▶ [PAGE EXCERPT]:
++++++

Interestingly, years ago I think the main camp area was right behind the dam along the creek, because that is where we always camped as kids back in the 60s and 70s.

Looking at that area now, there is no telling where they would find you if that big pile of earth broke loose.

We like the parks with roomy sites and lots of shade, and that is one of them.  But I can't remember exactly about the lake views, but I think it is an easy walk from any of them.

All this talk's got me in the mood to pull the pop-up out and get it washed up and ready.  It's fixin to be some nice mild weather coming up soon I hope.


----------



## Oldstick (Sep 3, 2013)

Artfuldodger said:


> Whitewater Creek park in Macon County was nice. It was a good canoeing lake and creek.



I appreciate that tip, Dodger.  That is not more than 30 miles from home and I didn't even know it was there.

I think I had heard of it, but assumed it was primitive camping only.


----------



## Artfuldodger (Sep 3, 2013)

Oldstick said:


> I appreciate that tip, Dodger.  That is not more than 30 miles from home and I didn't even know it was there.
> 
> I think I had heard of it, but assumed it was primitive camping only.



It's a nice little quiet park. I hope you get to go. We were there a few days and went fishing in the Flint River one day while camping there.


----------



## papachaz (Sep 5, 2013)

Milkman said:


> It wasn't me looking at an A frame, must have been someone else.  We have a 29 ft. Outback TT.

++++++

▶ [MATERIAL SHOWN]:
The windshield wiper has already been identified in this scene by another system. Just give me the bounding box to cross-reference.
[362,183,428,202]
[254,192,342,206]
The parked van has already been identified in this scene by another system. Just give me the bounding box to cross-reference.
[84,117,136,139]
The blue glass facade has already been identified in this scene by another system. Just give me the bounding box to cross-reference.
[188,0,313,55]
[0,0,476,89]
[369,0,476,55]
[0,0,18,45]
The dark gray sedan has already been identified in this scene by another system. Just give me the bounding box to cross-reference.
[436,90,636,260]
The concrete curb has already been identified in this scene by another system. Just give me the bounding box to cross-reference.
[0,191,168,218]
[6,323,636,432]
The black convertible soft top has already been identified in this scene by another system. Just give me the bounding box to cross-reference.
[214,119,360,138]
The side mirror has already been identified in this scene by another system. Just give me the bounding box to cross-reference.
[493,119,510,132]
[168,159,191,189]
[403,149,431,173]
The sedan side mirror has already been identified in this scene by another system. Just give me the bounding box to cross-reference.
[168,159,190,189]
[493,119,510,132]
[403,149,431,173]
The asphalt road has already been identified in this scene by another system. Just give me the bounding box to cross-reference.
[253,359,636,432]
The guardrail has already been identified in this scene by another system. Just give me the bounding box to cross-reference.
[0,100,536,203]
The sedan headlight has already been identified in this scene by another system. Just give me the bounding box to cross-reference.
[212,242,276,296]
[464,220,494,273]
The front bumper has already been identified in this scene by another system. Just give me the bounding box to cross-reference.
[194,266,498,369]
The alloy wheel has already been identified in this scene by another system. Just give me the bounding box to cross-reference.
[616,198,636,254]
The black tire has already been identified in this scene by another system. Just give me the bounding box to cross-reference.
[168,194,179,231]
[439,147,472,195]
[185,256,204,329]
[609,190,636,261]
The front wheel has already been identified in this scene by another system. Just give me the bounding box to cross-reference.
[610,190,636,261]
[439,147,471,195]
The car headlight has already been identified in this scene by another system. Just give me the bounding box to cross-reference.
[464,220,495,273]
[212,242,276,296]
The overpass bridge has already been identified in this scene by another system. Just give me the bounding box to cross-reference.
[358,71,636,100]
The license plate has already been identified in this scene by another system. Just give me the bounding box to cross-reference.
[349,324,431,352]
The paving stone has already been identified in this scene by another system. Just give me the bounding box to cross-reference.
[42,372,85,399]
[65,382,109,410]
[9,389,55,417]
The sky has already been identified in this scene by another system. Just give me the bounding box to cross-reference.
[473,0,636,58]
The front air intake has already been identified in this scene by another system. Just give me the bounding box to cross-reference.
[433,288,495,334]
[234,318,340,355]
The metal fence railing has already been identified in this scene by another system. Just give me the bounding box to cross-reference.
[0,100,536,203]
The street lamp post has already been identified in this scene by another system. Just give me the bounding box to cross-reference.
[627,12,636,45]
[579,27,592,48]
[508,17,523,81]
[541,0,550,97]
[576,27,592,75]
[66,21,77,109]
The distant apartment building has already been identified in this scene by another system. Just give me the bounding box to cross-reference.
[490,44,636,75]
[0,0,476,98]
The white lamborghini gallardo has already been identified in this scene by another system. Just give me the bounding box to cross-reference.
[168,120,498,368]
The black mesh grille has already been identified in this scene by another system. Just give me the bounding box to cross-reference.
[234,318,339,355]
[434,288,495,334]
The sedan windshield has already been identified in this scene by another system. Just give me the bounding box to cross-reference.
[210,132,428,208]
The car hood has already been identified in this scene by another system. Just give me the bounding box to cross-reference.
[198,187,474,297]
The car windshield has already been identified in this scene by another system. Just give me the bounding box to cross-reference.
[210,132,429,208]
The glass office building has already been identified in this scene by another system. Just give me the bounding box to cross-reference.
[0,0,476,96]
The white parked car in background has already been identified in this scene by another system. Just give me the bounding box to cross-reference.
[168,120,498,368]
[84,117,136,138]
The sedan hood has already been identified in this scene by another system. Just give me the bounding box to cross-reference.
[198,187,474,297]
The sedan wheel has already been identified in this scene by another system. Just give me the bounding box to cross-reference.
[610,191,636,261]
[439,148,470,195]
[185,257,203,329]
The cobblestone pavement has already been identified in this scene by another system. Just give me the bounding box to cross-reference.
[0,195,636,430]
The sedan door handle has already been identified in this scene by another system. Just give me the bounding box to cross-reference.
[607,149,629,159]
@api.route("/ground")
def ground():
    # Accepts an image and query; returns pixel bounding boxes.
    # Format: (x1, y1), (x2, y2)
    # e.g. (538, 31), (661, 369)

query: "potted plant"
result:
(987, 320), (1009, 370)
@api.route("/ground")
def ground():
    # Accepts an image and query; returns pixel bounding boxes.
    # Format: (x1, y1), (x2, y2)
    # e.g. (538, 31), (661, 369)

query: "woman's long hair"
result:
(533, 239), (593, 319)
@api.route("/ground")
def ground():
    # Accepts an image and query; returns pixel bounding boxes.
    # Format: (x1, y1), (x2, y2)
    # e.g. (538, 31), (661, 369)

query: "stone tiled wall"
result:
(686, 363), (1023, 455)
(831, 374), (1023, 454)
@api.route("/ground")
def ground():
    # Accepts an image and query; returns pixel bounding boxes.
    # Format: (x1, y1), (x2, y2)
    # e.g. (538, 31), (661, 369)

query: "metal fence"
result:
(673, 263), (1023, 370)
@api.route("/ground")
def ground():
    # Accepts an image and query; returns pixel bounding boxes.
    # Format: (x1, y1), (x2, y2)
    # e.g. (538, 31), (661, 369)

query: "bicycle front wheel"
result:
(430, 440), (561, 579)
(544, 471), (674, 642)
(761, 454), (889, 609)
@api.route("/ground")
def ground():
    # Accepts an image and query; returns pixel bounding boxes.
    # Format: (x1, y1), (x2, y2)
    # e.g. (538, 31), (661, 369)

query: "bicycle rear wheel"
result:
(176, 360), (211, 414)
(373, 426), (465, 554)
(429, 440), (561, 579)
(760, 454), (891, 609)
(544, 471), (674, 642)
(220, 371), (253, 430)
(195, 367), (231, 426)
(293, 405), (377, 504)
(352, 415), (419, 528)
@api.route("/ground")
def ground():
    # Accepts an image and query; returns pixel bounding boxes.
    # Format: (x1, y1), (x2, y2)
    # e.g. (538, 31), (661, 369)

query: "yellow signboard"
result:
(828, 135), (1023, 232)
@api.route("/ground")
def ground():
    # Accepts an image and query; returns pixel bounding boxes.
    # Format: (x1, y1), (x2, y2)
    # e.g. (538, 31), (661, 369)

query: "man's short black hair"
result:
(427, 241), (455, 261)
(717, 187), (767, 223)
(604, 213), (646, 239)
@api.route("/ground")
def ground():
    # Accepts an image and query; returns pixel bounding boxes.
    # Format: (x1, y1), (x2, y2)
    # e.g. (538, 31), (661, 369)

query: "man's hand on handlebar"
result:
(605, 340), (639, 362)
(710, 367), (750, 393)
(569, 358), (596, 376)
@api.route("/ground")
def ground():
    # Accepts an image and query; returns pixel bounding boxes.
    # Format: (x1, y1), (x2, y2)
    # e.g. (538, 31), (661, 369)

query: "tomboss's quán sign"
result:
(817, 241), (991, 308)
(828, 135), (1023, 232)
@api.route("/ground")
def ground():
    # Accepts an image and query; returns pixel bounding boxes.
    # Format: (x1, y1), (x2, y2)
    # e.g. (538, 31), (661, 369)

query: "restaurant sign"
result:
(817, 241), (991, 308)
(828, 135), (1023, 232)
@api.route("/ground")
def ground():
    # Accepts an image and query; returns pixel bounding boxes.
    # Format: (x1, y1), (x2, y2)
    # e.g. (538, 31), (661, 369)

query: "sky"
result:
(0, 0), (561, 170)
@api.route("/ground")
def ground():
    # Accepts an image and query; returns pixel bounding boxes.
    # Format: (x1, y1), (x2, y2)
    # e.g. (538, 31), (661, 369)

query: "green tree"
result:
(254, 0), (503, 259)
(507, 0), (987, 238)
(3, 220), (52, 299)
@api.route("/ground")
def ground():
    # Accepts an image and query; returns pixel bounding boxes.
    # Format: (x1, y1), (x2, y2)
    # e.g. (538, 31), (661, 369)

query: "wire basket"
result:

++++++

Can you extend the camping forum thread, picking up right after its last sentence?

▶ [EXERCISE OUTPUT]:
> 
> Yeah, we wanted to ride and that's what we did.  That Friends Park Pass came in handy too covering the parking pass at all the places.
> 
> ...



here's a couple of my issues with High Falls:
1. the lake campground has the best sites taken by 'yerts'
2. the riverside sites are ok, but, the other side of the river is not part of the park and both times we camped there, it was noisy! and there's nothing the host or rangers can do about it since it's not part of the park.
3. there was a group there camped across from us, that set up big halogen lights and drank and pitched horseshoes until 1 am. Going up to the hosts and complaining did no good for me or the people at the other two sites who went. We finally called 911 and got a deputy out there. They were actually made to leave, right then!

the biggest thing was the noise from across the river, if we'd been on one of the sites in the upper part, or not right on the river it wouldn't have been so bad. 

As you said, that's another reason to like the friends membership, that parking pass hanging from the windshield gets you right through the gate to check em out!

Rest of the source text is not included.